-- DIRECTIONS FOR THIS TASK --
Rewrite the records from their start through the line containing "140 37 L 135", changing "instance" to "occurrence" and leaving everything else the same.

Records from an annotation dataset
## BEGIN

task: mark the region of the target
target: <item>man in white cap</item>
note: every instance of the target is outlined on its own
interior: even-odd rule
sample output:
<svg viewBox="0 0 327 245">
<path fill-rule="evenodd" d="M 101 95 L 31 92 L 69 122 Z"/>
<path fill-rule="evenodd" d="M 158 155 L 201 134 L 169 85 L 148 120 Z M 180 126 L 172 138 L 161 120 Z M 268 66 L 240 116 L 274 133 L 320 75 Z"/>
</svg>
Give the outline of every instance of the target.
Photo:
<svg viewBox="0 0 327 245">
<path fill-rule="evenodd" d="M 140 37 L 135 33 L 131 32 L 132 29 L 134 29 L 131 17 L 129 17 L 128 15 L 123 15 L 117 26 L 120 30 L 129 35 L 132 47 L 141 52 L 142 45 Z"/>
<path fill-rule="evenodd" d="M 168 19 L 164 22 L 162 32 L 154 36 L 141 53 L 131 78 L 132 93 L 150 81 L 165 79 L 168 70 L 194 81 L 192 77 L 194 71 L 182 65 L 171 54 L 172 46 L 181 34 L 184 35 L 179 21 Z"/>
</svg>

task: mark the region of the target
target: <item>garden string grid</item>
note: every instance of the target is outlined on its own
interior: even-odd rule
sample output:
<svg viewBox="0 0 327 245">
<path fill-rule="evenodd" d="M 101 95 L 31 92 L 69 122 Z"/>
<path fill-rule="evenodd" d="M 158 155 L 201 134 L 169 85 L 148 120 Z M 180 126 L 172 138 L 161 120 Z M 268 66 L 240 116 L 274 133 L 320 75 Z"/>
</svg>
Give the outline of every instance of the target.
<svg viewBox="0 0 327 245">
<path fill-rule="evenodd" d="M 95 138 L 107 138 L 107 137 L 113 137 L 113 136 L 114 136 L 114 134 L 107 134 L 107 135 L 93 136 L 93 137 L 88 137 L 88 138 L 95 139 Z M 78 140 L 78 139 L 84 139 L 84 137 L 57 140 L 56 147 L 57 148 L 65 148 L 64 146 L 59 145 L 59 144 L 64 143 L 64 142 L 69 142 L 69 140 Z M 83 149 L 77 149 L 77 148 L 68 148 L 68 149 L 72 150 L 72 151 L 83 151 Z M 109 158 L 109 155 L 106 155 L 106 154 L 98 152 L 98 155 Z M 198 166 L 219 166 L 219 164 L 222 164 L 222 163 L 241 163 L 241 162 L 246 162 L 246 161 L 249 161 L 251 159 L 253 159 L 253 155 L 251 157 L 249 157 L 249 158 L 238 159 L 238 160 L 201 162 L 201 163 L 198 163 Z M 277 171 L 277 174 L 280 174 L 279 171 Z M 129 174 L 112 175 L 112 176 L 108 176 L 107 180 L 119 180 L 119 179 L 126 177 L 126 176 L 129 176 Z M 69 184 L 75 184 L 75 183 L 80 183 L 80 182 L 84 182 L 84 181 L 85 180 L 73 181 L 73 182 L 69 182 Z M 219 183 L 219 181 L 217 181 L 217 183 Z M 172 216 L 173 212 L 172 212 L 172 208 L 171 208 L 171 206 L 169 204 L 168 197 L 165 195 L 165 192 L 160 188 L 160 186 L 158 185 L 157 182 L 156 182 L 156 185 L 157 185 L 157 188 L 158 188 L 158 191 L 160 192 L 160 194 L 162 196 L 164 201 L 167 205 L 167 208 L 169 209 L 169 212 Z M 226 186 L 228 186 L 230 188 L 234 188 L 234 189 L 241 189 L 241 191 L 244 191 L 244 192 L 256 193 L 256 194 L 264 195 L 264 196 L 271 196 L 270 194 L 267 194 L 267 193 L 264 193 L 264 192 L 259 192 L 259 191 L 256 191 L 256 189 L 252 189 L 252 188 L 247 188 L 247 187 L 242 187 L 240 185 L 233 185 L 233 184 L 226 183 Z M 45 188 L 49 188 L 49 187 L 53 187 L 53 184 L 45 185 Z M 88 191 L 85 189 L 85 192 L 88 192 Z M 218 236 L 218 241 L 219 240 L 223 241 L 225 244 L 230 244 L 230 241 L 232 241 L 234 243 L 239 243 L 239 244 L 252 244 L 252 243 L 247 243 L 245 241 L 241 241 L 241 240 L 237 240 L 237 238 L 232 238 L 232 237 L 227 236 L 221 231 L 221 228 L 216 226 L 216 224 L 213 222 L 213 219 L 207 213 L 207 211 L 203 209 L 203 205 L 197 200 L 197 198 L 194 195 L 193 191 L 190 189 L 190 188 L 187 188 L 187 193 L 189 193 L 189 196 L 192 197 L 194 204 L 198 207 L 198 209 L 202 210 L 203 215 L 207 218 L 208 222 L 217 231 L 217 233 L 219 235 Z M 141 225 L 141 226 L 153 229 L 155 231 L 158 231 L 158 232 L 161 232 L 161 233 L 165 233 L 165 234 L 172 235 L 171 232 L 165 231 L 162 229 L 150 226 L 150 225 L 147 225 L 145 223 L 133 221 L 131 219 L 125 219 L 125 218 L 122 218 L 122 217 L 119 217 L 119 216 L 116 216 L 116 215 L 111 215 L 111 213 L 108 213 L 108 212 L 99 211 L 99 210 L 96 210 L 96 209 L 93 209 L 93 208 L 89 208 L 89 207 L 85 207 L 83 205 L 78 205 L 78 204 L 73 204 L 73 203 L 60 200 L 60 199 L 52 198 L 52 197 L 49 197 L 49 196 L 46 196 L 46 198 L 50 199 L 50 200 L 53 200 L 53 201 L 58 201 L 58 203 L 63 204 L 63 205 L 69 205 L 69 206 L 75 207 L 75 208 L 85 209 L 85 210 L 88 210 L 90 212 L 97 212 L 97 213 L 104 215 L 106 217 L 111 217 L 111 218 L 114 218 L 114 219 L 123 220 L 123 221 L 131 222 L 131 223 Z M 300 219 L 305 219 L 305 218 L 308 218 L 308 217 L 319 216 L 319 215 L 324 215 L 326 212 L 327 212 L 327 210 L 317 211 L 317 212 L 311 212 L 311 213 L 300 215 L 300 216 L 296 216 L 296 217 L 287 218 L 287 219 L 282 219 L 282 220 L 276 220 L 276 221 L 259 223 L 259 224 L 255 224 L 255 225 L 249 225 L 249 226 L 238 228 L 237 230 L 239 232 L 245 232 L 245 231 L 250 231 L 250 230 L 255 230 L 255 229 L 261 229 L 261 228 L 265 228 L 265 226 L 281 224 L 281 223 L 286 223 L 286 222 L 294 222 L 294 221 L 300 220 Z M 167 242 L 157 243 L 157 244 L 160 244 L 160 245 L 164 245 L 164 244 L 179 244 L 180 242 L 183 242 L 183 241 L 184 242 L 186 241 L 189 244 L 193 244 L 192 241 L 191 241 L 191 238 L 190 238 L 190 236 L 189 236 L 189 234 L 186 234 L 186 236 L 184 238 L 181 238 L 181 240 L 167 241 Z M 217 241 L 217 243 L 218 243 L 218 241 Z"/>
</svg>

## END

-- SOLUTION --
task: mark the region of the target
target: <item>man in white cap</item>
note: every occurrence of the target is outlined on its own
interior: even-odd rule
sample output:
<svg viewBox="0 0 327 245">
<path fill-rule="evenodd" d="M 101 95 L 31 92 L 69 122 Z"/>
<path fill-rule="evenodd" d="M 158 155 L 201 134 L 169 85 L 148 120 Z M 180 126 L 172 138 L 161 120 Z M 268 66 L 240 116 L 274 133 L 320 75 Z"/>
</svg>
Give the outline of every occurrence of the target.
Photo:
<svg viewBox="0 0 327 245">
<path fill-rule="evenodd" d="M 140 37 L 135 33 L 131 32 L 132 29 L 134 29 L 131 17 L 129 17 L 128 15 L 123 15 L 117 26 L 120 30 L 129 35 L 132 47 L 141 52 L 142 45 Z"/>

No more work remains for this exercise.